TRINIDAD: A Trinidad, cité coloniale de Cuba fondée en 1514, José Miguel Cadalso, un ébéniste de 39 ans, puise dans l'histoire de sa ville natale pour créer des éventails de bois uniques, s'inspirant tout autant de l'art religieux que des vestiges de l'esclavage.
"L'éventail est toujours à la mode, c'est à la fois décoratif et utilitaire", se félicite l'artisan dans sa galerie installée dans une maison du 18e siècle du centre historique de la ville, située à 350 km au sud-est de La Havane.
Sur les murs blancs s'exhibent de magnifiques éventails ouvragés, essentiellement décoratifs, dont il a lui-même créé le dessin et qu'il réalise à la main dans son atelier.

Jeu de données:
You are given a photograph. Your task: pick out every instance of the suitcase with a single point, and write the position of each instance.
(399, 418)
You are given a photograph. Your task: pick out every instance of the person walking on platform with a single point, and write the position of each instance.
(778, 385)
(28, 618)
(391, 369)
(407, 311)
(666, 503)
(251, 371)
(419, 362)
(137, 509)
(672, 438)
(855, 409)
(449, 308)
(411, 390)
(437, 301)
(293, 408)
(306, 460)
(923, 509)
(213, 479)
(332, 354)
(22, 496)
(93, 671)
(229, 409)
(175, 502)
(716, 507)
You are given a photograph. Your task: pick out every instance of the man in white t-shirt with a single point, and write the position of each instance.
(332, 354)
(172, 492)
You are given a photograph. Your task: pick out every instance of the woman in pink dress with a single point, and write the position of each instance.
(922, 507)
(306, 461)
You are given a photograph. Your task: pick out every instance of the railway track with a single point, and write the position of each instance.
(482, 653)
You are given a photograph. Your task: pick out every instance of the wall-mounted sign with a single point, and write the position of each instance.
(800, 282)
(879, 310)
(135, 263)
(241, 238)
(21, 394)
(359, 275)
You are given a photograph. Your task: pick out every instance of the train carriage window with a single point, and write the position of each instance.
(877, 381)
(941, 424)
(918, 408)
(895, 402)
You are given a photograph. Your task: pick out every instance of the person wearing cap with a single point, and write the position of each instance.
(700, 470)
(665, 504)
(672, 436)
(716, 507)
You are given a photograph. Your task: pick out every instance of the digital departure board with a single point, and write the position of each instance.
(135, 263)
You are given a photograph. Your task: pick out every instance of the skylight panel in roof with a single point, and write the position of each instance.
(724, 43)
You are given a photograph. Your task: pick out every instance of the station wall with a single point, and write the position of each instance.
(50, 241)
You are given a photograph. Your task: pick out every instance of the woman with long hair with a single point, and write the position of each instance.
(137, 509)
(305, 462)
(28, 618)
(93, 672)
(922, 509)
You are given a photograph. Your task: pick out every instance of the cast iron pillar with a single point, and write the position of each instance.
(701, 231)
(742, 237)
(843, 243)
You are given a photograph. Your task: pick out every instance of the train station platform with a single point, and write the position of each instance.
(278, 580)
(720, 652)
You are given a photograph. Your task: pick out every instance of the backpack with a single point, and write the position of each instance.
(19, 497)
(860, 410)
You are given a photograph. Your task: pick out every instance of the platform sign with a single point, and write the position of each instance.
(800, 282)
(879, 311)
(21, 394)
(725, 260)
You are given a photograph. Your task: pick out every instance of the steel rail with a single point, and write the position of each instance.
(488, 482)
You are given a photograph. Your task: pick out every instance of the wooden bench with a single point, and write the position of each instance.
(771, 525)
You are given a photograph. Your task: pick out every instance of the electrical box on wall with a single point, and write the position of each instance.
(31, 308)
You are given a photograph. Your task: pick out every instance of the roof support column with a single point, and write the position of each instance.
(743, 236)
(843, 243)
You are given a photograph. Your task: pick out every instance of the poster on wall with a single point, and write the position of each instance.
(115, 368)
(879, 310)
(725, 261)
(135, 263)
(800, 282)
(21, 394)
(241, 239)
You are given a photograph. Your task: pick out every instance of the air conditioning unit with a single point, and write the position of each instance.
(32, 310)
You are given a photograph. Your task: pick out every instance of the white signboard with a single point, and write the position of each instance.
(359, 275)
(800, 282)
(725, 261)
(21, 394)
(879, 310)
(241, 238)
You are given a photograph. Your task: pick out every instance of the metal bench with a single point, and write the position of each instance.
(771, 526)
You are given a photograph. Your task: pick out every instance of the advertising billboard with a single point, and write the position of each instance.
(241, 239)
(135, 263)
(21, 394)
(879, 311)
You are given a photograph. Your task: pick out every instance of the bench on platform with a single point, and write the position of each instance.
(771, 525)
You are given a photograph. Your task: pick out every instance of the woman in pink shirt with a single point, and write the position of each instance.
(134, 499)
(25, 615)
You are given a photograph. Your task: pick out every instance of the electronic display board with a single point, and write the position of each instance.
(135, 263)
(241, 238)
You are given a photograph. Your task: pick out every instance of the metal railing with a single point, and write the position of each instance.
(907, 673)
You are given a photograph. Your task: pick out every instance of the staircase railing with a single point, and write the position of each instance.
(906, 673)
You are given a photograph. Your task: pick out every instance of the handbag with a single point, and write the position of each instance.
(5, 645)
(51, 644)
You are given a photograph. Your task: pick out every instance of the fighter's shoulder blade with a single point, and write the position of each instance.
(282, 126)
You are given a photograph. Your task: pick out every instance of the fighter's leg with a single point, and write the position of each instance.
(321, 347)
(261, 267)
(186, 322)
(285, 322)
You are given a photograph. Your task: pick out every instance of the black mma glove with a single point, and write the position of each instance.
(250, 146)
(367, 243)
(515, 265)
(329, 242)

Travail demandé:
(1) Répondez aux questions suivantes d'après le texte sur l'ébéniste de Trinidad.
(a) En quelle année Trinidad a-t-elle été fondée ?
(b) À quelle distance de La Havane, et dans quelle direction, se trouve la ville ?
(c) De quel siècle date la maison où se trouve la galerie de l'artisan ?
(2) Reprenez le texte sur l'ébéniste de Trinidad à la suite de sa dernière phrase.

Réponses à l'exercice:
(1)
(a) En 1514.
(b) À 350 km au sud-est de La Havane.
(c) Du 18e siècle.

(2)
Tout a commencé en 2003, lorsque fraîchement diplômé de l'Ecole des arts et métiers de restauration de la ville, le jeune homme, à peine âgé de 17 ans, se passionne pour un retable de 1913 installé dans la plus vieille église de la ville, la Santisima Trinidad, reconstruite à plusieurs reprises après des attaques de pirates et des tempêtes.
Il décide de restaurer la pièce d'art sur son temps libre "pour l'amour de l'art et pour la foi", avec comme premier objectif de réparer les outrages du temps et les dégâts causés par les termites et les chouettes.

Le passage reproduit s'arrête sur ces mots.